▸ Task:
When the line containing "Target: handbag zipper" is found in the data below, copy it and each line after it through the line containing "Target: door frame", exactly and with no others.

▸ Study material:
------------------------------------
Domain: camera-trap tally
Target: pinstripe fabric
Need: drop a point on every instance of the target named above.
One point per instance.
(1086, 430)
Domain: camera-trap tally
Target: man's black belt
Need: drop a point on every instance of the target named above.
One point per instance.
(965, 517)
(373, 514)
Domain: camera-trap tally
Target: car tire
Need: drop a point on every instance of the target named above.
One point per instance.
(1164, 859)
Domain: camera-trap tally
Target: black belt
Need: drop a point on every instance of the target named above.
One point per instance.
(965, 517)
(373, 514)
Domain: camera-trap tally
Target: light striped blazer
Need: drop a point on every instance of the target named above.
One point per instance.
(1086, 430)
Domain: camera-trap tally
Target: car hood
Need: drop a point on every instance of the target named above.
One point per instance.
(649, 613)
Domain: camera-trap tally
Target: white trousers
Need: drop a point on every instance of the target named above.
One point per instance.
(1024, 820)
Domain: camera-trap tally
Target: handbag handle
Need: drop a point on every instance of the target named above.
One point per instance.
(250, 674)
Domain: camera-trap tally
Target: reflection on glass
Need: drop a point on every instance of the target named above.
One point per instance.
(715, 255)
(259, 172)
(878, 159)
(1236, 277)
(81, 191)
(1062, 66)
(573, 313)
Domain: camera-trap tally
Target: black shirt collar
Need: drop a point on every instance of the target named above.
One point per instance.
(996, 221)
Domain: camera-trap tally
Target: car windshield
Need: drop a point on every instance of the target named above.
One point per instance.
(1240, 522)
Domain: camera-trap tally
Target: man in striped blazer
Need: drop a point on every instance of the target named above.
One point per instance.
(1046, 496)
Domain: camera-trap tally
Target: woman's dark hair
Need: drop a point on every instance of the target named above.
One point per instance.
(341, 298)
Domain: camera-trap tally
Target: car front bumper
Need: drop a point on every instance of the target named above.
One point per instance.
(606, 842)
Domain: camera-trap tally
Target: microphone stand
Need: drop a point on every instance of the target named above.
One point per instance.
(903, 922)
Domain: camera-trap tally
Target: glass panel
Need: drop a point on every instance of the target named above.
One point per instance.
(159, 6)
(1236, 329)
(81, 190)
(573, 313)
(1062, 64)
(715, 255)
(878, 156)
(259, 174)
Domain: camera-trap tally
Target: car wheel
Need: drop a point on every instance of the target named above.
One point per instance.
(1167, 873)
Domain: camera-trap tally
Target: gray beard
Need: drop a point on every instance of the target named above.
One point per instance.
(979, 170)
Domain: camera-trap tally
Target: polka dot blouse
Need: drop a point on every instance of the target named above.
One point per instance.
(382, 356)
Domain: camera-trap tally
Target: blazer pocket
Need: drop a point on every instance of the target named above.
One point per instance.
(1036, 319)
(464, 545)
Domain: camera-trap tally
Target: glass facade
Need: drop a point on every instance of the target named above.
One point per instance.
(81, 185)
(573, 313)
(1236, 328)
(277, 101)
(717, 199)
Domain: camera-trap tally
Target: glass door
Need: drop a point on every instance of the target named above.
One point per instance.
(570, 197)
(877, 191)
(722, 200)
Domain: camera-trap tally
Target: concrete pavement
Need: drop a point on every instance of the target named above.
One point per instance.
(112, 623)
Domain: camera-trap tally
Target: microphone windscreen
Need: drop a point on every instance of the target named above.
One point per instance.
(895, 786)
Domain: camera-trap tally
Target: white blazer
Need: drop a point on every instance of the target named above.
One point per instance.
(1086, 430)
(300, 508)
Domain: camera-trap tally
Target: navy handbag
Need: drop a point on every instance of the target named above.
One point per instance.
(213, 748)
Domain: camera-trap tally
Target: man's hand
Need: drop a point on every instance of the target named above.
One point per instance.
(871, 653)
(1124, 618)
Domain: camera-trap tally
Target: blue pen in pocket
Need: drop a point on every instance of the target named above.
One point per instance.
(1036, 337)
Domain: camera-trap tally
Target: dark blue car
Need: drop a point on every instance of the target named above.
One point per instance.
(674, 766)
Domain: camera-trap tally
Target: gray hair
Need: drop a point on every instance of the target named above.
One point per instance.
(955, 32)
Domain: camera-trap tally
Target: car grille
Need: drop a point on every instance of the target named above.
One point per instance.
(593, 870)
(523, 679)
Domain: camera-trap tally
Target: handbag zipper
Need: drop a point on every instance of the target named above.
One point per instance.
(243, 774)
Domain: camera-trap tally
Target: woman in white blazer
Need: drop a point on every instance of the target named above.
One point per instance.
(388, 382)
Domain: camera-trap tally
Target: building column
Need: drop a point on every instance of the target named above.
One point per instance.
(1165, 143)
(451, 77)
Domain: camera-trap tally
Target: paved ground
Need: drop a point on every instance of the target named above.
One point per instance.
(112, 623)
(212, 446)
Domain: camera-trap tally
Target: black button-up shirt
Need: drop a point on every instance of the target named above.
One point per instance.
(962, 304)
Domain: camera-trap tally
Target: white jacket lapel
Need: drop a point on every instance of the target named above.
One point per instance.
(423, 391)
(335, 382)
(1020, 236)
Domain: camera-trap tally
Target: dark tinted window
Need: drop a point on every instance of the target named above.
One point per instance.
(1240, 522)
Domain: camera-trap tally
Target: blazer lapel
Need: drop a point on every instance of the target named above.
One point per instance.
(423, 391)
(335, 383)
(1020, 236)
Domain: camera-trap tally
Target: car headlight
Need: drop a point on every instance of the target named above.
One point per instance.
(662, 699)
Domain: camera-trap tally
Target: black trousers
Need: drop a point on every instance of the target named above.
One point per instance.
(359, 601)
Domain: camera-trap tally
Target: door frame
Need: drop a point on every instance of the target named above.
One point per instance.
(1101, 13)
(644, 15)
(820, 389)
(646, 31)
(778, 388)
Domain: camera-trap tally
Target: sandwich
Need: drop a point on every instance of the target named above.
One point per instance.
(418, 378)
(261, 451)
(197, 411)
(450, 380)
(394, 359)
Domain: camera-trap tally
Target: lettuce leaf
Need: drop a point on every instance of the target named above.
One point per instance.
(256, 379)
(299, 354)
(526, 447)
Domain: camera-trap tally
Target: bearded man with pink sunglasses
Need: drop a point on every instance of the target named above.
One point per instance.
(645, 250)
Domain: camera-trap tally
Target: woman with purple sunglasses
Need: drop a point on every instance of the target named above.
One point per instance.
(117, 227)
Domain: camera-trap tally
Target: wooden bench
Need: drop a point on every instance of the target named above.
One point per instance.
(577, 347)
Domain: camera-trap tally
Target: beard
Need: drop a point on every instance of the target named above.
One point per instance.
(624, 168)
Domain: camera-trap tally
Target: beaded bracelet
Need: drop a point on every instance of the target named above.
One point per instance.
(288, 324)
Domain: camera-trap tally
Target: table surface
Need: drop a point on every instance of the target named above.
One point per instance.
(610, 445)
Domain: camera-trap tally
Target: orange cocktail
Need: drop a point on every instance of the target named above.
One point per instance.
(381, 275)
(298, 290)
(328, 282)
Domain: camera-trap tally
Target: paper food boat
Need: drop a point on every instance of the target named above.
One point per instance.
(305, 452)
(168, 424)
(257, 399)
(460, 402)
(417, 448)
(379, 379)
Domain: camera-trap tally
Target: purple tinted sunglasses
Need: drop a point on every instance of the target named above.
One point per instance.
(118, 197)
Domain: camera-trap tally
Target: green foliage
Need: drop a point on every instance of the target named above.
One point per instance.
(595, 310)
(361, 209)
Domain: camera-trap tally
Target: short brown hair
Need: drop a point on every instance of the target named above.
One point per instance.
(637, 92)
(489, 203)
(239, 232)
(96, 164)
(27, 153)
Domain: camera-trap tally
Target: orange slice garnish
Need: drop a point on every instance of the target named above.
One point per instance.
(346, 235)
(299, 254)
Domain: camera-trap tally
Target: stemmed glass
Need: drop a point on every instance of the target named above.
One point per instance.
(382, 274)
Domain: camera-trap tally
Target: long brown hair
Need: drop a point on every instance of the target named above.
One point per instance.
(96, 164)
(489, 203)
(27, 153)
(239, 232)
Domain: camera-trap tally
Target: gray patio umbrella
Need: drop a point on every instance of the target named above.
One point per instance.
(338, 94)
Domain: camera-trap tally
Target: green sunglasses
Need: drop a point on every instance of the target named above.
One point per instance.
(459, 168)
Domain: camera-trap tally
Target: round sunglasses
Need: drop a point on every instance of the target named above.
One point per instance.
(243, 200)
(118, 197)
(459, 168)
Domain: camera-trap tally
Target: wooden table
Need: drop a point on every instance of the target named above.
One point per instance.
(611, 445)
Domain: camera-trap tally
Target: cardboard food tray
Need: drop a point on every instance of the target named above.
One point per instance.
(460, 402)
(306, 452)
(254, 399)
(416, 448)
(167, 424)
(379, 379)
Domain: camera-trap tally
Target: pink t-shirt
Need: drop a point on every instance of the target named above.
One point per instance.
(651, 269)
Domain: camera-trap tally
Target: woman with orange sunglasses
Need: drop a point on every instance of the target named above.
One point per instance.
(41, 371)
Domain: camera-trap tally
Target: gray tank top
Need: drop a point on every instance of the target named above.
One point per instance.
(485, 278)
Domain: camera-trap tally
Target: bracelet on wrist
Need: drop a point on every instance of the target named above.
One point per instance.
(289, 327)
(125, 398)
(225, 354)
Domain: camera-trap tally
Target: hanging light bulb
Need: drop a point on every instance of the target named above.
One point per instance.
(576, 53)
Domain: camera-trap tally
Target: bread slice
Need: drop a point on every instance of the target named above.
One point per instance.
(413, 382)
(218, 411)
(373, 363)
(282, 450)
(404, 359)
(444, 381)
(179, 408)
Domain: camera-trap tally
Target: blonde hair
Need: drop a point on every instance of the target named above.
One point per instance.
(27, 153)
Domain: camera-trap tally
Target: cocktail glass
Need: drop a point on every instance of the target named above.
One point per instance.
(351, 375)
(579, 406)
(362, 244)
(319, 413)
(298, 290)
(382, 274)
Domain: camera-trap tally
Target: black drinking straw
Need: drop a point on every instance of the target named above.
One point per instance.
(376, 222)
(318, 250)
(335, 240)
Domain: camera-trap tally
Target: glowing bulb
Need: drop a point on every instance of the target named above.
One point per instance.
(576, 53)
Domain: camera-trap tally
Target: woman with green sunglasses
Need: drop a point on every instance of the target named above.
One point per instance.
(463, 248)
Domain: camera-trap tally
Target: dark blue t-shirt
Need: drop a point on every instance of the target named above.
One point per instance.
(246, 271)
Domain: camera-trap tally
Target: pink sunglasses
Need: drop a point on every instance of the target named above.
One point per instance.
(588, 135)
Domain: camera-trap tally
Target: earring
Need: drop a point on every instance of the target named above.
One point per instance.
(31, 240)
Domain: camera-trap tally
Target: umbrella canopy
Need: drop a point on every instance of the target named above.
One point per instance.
------------------------------------
▸ Answer section:
Target: handbag zipper
Need: drop a point on every instance of the target named above.
One point per instance.
(243, 774)
Domain: camera-trap tally
Target: woman in white blazer
Need: drop a point on every instance of the target named above.
One point per instance.
(388, 382)
Domain: camera-trap tally
Target: building column
Need: drop a point on every instance of the target named above.
One point per instance.
(1165, 143)
(451, 77)
Domain: camera-trap tally
Target: paved ground
Need: drop a point on every instance of the target named above.
One point per instance.
(112, 623)
(212, 446)
Domain: camera-trap tally
Target: black button-up shirt
Need: drop a point on every instance of the target named above.
One point per instance.
(962, 304)
Domain: camera-trap tally
Target: white jacket lapel
Need: drop a point on every instance of the target named above.
One point per instance.
(423, 391)
(335, 382)
(1020, 236)
Domain: camera-trap tally
Target: dark tinted window
Need: drop a point on every instance of the target named above.
One point per instance.
(1240, 522)
Domain: camera-trap tally
Target: blazer lapel
Need: drop a point on every instance of the target named above.
One point per instance.
(423, 391)
(335, 383)
(1020, 236)
Domain: camera-trap tally
Target: car headlight
Need: drop a point on every instance of the target named above.
One point per instance.
(662, 699)
Domain: camera-trap tally
Target: black trousers
Need: drop a point on every instance of the target named above.
One point per instance.
(359, 601)
Domain: camera-trap tally
Target: door frame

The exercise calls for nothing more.